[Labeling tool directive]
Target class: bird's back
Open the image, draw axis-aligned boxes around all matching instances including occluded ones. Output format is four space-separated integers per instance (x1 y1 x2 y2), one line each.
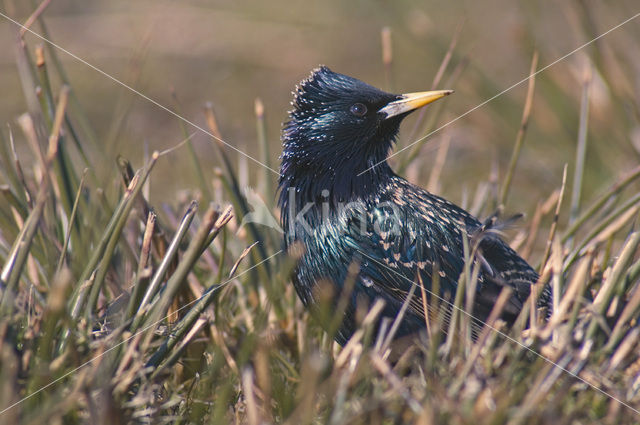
287 176 549 343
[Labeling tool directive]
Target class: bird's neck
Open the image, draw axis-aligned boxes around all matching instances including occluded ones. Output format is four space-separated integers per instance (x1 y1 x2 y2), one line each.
279 154 395 221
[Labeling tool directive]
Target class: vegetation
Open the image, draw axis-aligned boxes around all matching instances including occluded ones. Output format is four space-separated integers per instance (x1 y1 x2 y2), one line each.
0 3 640 424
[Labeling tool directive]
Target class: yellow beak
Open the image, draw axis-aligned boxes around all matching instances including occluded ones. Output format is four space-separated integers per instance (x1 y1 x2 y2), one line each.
378 90 453 119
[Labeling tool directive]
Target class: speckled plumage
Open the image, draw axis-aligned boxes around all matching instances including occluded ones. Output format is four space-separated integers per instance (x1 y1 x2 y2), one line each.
279 67 549 344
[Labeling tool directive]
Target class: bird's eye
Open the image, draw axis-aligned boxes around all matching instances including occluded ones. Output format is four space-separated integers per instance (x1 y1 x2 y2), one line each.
349 103 367 117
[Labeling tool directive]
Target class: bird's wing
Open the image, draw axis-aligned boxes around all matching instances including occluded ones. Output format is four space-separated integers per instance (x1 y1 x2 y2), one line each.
343 198 464 318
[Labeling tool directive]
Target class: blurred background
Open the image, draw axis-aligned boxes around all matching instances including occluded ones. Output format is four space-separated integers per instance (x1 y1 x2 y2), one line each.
0 0 640 219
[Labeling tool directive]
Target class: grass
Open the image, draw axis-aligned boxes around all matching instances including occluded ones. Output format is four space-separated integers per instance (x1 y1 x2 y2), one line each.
0 4 640 424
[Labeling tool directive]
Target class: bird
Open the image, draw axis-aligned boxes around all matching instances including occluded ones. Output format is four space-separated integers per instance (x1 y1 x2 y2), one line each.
278 66 551 345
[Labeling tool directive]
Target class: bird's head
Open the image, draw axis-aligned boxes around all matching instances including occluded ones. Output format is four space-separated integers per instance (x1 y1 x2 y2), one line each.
281 66 451 207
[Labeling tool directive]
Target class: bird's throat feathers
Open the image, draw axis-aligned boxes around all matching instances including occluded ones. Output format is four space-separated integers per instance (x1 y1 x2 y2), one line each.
279 122 394 217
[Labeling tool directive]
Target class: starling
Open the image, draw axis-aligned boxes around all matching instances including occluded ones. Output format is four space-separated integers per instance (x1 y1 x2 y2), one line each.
278 66 550 344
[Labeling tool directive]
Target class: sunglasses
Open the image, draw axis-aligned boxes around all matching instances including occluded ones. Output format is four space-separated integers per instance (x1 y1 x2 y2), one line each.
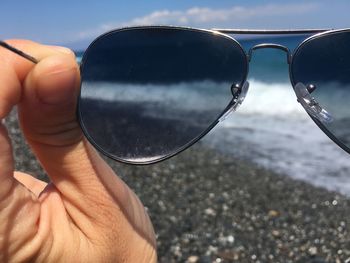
0 26 350 164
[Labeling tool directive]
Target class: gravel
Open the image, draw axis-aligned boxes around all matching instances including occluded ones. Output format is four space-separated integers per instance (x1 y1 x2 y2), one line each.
7 110 350 263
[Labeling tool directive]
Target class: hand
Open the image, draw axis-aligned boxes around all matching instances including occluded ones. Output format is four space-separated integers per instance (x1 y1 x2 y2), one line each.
0 40 157 262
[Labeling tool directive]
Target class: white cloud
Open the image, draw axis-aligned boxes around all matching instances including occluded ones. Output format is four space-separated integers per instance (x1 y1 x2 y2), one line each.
78 3 319 39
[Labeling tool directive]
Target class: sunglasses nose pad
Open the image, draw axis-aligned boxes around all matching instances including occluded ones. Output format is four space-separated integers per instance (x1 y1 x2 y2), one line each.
219 81 249 121
294 82 334 123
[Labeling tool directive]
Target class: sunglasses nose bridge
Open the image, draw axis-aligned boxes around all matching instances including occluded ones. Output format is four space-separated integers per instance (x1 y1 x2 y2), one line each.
247 43 292 64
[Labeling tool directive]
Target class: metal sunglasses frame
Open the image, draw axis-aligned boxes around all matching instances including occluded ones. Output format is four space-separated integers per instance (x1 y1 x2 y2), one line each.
0 26 350 165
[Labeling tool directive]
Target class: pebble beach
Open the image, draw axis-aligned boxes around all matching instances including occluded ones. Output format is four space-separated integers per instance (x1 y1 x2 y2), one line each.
6 110 350 263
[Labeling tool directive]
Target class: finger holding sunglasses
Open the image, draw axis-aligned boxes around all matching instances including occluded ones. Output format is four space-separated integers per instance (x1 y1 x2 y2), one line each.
0 41 156 262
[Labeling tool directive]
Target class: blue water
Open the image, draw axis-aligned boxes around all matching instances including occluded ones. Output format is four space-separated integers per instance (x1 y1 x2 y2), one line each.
78 36 350 195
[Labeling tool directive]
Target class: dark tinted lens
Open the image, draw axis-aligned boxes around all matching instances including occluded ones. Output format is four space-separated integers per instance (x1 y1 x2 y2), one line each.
79 27 247 163
291 31 350 151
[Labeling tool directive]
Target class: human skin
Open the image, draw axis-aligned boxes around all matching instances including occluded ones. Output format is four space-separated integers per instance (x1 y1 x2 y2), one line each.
0 40 157 262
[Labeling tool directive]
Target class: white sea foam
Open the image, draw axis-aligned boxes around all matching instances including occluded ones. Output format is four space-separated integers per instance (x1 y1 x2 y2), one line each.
204 80 350 195
83 80 350 195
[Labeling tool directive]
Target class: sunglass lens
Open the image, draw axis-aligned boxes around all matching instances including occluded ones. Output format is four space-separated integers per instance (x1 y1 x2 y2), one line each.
291 30 350 152
79 27 247 163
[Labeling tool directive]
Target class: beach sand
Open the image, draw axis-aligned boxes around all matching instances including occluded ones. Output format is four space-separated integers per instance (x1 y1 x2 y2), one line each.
7 110 350 263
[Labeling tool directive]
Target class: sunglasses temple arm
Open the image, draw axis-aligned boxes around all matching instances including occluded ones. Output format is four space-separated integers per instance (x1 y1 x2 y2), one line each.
219 81 249 122
294 82 334 123
0 40 39 64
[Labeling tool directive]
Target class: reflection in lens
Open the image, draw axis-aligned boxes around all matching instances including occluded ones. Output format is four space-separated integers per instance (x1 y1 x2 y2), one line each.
79 28 247 163
291 31 350 151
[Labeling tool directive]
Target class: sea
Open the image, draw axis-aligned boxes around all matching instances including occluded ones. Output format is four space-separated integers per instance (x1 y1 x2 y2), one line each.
76 35 350 196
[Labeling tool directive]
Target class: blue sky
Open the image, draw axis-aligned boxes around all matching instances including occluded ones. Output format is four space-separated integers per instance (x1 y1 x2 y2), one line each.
0 0 350 48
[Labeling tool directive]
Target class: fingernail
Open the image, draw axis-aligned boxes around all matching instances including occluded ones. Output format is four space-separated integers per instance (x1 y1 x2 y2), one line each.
36 68 77 105
51 46 73 55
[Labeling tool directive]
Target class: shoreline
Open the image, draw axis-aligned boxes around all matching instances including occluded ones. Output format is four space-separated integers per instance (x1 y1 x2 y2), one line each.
7 113 350 262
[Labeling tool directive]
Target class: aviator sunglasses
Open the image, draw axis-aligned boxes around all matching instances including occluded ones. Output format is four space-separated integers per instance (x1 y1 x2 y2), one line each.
0 26 350 164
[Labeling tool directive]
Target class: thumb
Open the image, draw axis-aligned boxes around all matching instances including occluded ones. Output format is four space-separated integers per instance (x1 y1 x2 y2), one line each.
19 49 155 250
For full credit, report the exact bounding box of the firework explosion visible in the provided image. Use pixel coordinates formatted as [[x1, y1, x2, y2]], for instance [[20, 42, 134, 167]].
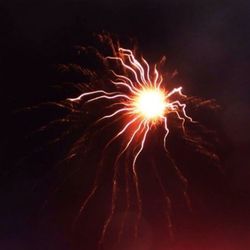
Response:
[[28, 35, 219, 247]]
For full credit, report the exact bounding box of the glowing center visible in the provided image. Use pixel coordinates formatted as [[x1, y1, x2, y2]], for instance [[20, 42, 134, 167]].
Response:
[[135, 88, 166, 120]]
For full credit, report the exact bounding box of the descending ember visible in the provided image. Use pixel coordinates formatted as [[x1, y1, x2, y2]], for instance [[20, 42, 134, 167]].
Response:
[[68, 48, 193, 244]]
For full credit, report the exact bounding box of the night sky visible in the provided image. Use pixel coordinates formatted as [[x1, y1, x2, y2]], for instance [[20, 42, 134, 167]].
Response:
[[0, 0, 250, 250]]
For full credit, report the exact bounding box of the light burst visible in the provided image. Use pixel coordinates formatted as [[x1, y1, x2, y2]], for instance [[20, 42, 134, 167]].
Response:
[[68, 48, 194, 244], [25, 34, 219, 247]]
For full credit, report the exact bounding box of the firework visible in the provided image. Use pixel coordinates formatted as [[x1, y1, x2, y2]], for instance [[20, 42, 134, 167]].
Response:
[[29, 35, 218, 249]]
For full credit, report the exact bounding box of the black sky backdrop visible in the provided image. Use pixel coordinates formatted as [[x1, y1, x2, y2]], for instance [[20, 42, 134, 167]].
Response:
[[0, 0, 250, 250]]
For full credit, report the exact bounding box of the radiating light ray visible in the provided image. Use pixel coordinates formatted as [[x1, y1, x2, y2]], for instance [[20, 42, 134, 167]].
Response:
[[68, 48, 199, 245]]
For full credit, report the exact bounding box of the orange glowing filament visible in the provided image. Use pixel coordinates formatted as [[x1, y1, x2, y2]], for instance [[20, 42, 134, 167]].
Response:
[[68, 48, 192, 242]]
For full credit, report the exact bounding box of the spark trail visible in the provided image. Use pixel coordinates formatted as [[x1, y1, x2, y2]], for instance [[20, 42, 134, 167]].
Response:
[[28, 34, 219, 248], [68, 47, 194, 245]]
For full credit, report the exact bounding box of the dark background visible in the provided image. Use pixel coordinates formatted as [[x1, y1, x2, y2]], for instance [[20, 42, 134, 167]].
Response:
[[0, 0, 250, 250]]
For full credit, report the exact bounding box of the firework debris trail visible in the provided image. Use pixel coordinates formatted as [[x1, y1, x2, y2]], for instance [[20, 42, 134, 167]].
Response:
[[26, 34, 219, 247]]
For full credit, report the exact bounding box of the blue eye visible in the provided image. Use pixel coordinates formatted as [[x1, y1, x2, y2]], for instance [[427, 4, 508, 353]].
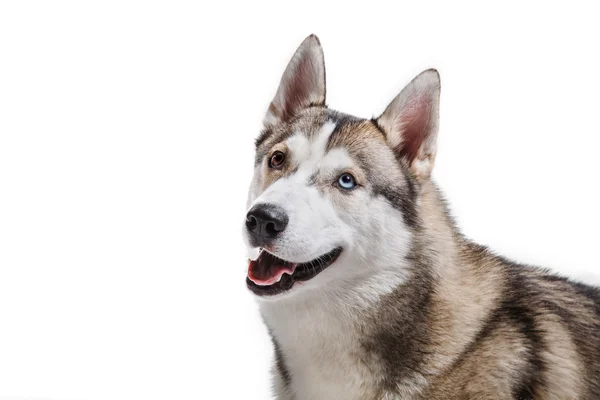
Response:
[[338, 174, 356, 190]]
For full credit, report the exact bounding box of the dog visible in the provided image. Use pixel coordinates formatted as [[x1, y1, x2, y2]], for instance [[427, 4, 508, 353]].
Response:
[[243, 35, 600, 400]]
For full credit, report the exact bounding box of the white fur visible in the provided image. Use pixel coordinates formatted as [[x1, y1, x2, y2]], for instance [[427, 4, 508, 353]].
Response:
[[241, 118, 411, 400]]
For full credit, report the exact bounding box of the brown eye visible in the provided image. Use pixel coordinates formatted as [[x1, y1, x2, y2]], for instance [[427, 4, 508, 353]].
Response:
[[269, 151, 285, 169]]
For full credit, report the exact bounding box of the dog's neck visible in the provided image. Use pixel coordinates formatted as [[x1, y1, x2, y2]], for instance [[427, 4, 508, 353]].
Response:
[[261, 181, 493, 396]]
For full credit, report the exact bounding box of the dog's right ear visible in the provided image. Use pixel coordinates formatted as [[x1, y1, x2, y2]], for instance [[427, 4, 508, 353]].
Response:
[[263, 35, 325, 127]]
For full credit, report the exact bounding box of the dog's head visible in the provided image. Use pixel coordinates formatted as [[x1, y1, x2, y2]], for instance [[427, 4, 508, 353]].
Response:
[[244, 36, 440, 298]]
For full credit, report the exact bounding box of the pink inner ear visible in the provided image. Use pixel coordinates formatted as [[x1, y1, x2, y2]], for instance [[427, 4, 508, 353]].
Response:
[[282, 57, 318, 120], [397, 95, 431, 163]]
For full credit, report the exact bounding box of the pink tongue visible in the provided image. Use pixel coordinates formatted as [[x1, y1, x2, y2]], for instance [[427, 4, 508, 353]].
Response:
[[248, 251, 296, 286]]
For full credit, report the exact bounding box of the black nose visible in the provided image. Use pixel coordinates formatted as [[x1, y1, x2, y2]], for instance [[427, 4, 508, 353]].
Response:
[[246, 204, 288, 246]]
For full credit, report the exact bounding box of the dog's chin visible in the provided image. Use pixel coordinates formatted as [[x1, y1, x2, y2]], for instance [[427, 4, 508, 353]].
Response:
[[246, 247, 342, 298]]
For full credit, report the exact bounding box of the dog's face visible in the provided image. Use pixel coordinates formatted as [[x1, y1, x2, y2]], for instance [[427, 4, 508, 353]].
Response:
[[244, 36, 439, 299]]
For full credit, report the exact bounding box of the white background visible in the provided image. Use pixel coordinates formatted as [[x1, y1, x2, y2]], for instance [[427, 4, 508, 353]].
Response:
[[0, 0, 600, 400]]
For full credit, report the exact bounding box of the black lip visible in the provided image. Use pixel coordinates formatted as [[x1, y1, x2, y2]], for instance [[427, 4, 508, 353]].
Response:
[[246, 247, 342, 296]]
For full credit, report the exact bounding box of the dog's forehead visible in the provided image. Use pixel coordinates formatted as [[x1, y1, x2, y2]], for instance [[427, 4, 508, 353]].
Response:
[[256, 108, 385, 169]]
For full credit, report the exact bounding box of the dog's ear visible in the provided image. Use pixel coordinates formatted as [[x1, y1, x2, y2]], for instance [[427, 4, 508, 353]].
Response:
[[263, 35, 325, 127], [376, 69, 440, 178]]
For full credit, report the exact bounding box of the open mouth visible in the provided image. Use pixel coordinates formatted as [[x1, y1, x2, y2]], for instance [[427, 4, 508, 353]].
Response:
[[246, 247, 342, 296]]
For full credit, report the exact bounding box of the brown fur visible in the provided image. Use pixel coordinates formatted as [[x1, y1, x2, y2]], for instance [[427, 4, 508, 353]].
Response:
[[250, 36, 600, 400]]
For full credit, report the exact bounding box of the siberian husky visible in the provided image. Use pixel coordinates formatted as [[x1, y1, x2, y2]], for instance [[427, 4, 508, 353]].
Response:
[[244, 35, 600, 400]]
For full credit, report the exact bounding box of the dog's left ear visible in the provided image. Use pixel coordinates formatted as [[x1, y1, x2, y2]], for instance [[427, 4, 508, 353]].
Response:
[[263, 35, 325, 127], [376, 69, 440, 179]]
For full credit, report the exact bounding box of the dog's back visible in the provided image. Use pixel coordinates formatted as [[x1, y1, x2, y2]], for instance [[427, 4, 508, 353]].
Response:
[[423, 239, 600, 399], [245, 36, 600, 400]]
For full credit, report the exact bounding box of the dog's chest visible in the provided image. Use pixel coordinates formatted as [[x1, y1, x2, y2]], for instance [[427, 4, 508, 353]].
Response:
[[265, 304, 376, 400]]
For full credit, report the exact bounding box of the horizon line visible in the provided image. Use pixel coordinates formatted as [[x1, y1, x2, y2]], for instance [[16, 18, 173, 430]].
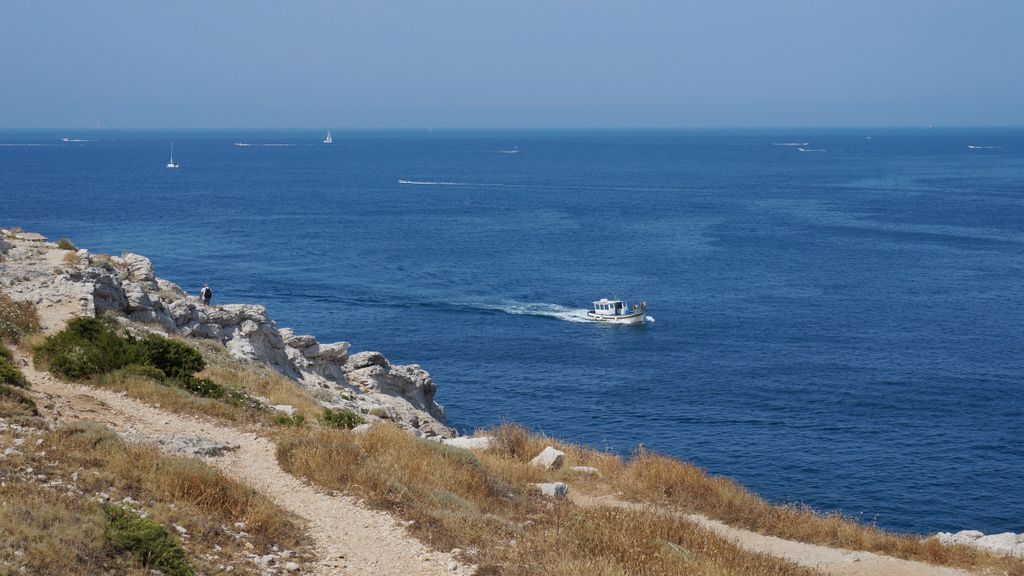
·····
## Exercise objective
Copy everything from the first line down to the line containing "287 176 549 343", both included and requests kept, but multiply each bounding box coordinate in the answers by 2.3 and round it to a whole number, with halves rounding up. Change no other numbers, and leave the pictures out.

## Complete response
[Labeling tool directive]
Target class: bird's back
Open the image, draw axis-aligned boxes around all matching instances including occluded ones. Output format is four space-separated integers per instance (x1 y1 x2 y2), one line each.
660 405 1263 789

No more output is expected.